======== DATASET RECORDS

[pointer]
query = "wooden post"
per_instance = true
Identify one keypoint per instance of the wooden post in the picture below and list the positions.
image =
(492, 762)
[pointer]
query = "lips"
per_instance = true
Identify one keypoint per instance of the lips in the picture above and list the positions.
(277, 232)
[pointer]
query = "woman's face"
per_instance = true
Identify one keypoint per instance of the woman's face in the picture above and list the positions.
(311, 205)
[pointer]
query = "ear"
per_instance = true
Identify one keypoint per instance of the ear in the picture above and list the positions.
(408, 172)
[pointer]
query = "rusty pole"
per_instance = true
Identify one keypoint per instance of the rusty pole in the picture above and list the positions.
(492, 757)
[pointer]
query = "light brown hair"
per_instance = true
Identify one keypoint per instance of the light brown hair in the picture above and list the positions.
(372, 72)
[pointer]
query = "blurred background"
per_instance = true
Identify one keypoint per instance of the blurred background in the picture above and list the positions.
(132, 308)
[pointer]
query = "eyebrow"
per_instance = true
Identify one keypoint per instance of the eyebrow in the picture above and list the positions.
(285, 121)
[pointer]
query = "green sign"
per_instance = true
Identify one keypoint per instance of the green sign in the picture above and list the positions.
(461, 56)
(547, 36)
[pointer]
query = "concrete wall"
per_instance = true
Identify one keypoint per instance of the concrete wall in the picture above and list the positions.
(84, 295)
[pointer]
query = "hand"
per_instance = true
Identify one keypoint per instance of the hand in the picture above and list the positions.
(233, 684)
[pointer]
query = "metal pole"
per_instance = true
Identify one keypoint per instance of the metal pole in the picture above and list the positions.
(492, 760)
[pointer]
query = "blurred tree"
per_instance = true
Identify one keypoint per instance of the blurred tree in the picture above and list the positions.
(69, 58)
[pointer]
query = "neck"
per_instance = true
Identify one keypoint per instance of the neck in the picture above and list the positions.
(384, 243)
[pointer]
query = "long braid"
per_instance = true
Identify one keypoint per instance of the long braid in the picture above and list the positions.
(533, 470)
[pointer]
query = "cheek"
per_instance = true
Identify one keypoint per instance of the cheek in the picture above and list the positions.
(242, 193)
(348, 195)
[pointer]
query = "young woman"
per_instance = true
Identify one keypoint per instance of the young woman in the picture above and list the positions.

================

* **WHAT TO DO**
Output the entire listing exactly as written.

* **EXERCISE SOLUTION**
[pointer]
query = "wooden post"
per_instance = true
Identify one keypoint per instance of the wooden post in the picture below and list the positions.
image =
(492, 762)
[pointer]
query = "lips"
per_instance = true
Identify one keypoint per instance of the lips in the picture above and list the positions.
(277, 232)
[pointer]
query = "woman's face"
per_instance = true
Identify one keypoint per instance of the woman's face in the picture above and list the positions.
(311, 205)
[pointer]
query = "ear"
per_instance = true
Identify one keypoint per instance of the ear in the picture above and list the positions.
(408, 172)
[pointer]
query = "rusty pole"
per_instance = true
Identify one keypoint per instance of the rusty pole in the picture above and list the positions.
(492, 757)
[pointer]
query = "light brown hair"
per_instance = true
Identify one keypoint per instance of the light brown hair in the picture above and list the positions.
(372, 72)
[pointer]
query = "blurred background"
per_instance = true
Identify one keypoint per instance of the blurred background in the picture above and list the positions.
(132, 308)
[pointer]
query = "eyebrow"
per_instance = true
Identify one keypoint per instance of the eyebrow in the picture above and list the positions.
(285, 121)
[pointer]
query = "green sign"
per_instance = true
Identify one keypoint per instance of the green sign in the picture above and list the positions.
(461, 56)
(547, 36)
[pointer]
query = "concrete wall"
per_instance = true
Identify one keypoint per instance of the concrete wall in the picture above and list the positions.
(84, 295)
[pointer]
query = "hand"
per_instance = true
Identify one keypoint per instance of the hand in the picture above and list the positions.
(233, 684)
[pointer]
query = "metal pole"
per_instance = true
Identify one keypoint per instance of the metal pole in the picture above and list the positions.
(492, 760)
[pointer]
query = "blurred tree"
per_instance = true
Identify one keypoint per instance of the blurred tree in the picture above and list the positions.
(69, 58)
[pointer]
query = "neck"
per_instance = true
Identify one keypoint per instance of the neck in the picture above and list the positions.
(384, 243)
[pointer]
query = "long braid"
per_instance = true
Identify one keypoint per instance of the long braid in the picture above and list the positions.
(533, 470)
[pointer]
query = "cheek"
per_instance = true
Identify one keypoint per instance of the cheek in the picture above and list the positions.
(242, 193)
(348, 195)
[pointer]
query = "young woman"
per_instance = true
Identify one keypoint per instance of the young woman in the picture above and list the positions.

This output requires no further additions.